— WHAT TO PRODUCE —
Your task is to repeat the entries underneath exactly, minus the pictures.

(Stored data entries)
====================

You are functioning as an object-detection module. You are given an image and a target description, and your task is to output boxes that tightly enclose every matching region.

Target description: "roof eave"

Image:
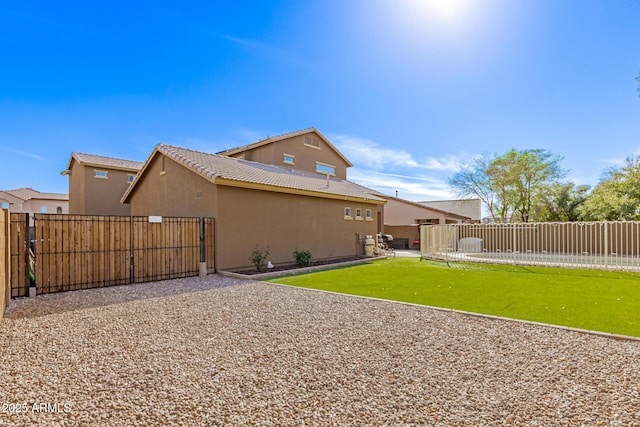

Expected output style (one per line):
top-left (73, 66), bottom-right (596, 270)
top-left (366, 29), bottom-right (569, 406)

top-left (215, 177), bottom-right (386, 204)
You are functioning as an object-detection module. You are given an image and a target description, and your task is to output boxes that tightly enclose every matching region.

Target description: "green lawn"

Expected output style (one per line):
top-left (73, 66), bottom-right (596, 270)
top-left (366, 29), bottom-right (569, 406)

====================

— REPLY —
You are functioning as an object-detection module. You are given an image and a target description, and your task is to output boxes that tightly enclose every matching region.

Target description: "roof eave"

Image:

Expected output style (one per line):
top-left (73, 66), bottom-right (596, 270)
top-left (366, 29), bottom-right (569, 406)

top-left (215, 177), bottom-right (386, 204)
You are functioning as an object-detection module. You are given an image and a target description, and your task is to output boxes that tightly enclose every matching region.

Target description: "green lawn"

Expected output style (one per line):
top-left (73, 66), bottom-right (596, 270)
top-left (366, 29), bottom-right (569, 406)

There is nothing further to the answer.